==== SELECTION ====

Stapler is a pure Python alternative to PDFtk, a tool for manipulating PDF documents from the command line.


PDFtk was written in Java and C++, and is natively compiled with gcj. Sadly, it has been discontinued a few years ago and bitrot is setting in (e.g., it does not compile easily on a number of platforms).

Philip Stark decided to look for an alternative and found pypdf, a PDF library written in pure Python. He couldn’t find a tool which actually used the library, so he started writing his own.

Version 0.3 of stapler was completely refactored by Fred Wenzel. He also added tests and awesome functionality.

Like pdftk, stapler is a command-line tool. If you would like to add a GUI, compile it into a binary for your favorite platform, or contribute anything else, feel free to fork and send a pull request.

Contributors and Authorship

Stapler version 0.2 was written in 2009 by Philip Stark. Stapler version 0.3 was written in 2010 by Fred Wenzel.

For a list of contributors, check the CONTRIBUTORS file.

Change log (sorta)

  • 0.3.3 include try-except blocks for supporting legacy pyPdf if needed. Also fixes some PyPI issues like the missing License Trove classifier and some dependencies.
  • 0.3.0 Refactoring by Fred Wenzel and now using PyPDF2
  • 0.2.0 Feature completeness using original pyPdf


Stapler is distributed under a BSD license. A copy of the BSD Style License used can be found in the file LICENSE.


There are the following modes in Stapler:

select/delete (called with sel and del, respectively)

sel is also available as cat for compatibility with my personal muscle memory. :)

With select, you can cherry-pick pages from pdfs and concatenate them into a new pdf file.

====

> [STATED TASK] Proceed with the text about the Stapler command-line tool, picking up right after its last sentence. The records that follow have no connection to the text about Stapler.

==== ROWS ====

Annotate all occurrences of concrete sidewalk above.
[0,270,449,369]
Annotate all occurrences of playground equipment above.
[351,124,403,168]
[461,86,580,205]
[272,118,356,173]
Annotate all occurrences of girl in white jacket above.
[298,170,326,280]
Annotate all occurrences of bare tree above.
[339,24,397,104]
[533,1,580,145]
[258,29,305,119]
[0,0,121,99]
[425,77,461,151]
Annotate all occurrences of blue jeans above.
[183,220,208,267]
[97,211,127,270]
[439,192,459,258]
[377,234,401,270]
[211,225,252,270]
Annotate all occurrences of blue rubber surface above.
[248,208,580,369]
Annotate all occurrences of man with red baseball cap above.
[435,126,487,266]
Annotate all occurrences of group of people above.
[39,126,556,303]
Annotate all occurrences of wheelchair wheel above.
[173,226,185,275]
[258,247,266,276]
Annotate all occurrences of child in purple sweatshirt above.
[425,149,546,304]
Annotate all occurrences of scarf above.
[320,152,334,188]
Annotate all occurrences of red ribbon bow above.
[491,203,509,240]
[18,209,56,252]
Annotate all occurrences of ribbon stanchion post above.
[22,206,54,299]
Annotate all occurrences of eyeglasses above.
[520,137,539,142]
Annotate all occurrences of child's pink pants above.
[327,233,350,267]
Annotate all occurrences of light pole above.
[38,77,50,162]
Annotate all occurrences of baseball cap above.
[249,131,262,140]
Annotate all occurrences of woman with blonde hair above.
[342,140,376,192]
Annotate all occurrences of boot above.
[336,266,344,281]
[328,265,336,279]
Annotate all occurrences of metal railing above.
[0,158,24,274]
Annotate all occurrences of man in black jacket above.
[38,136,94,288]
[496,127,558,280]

====

> [REPLY TO THE EXERCISE]
stapler sel input1 page_or_range [page_or_range ...] [input2 p_o_r ...]


# concatenate a and b into output.pdf
stapler sel a.pdf b.pdf output.pdf

# generate a pdf file called output.pdf with the following pages:
# 1, 4-8, 20-40 from a.pdf, 1-5 from b.pdf in this order
stapler sel a.pdf 1 4-8 20-40 b.pdf 1-5 output.pdf

# reverse some of the pages in a.pdf by specifying a negative range
stapler sel a.pdf 1-3 9-6 10 output.pdf

The delete command works almost exactly the same as select, but inverse. It uses the pages and ranges which you didn’t specify.


Splits the specified pdf files into their single pages and writes each page into it’s own pdf file with this naming scheme:

${origname}_${zero-padded page no}.pdf


stapler split input1 [input2 input3 ...]

Example for a file foobar.pdf with 20 pages:

$ stapler split foobar.pdf
$ ls
foobar_01.pdf foobar_02.pdf ... foobar_19.pdf foobar_20.pdf

Multiple files can be specified, they will be processed as if you called single instances of stapler.


With zip, you can cherry-pick pages from pdfs (like select). The pages from each pdf are merged together in an interleaving manner. This can be used to collate a pdf with odd pages and a pdf with even pages into a single file.

Syntax: stapler zip input1 [range[rotation]] [range …] [input2 [range…] …] out


# combine a pdf with odd pages and a pdf with even pages into output.pdf
stapler zip odd.pdf even.pdf output.pdf

# combine a.pdf b.pdf and c.pdf, but use only some pages of c.pdf
stapler zip a.pdf b.pdf c.pdf 1-3 output.pdf

If one of the ranges is shorter than the others, stapler will continue to merge the remaining pages.


Shows information on the metadata stored inside a PDF file.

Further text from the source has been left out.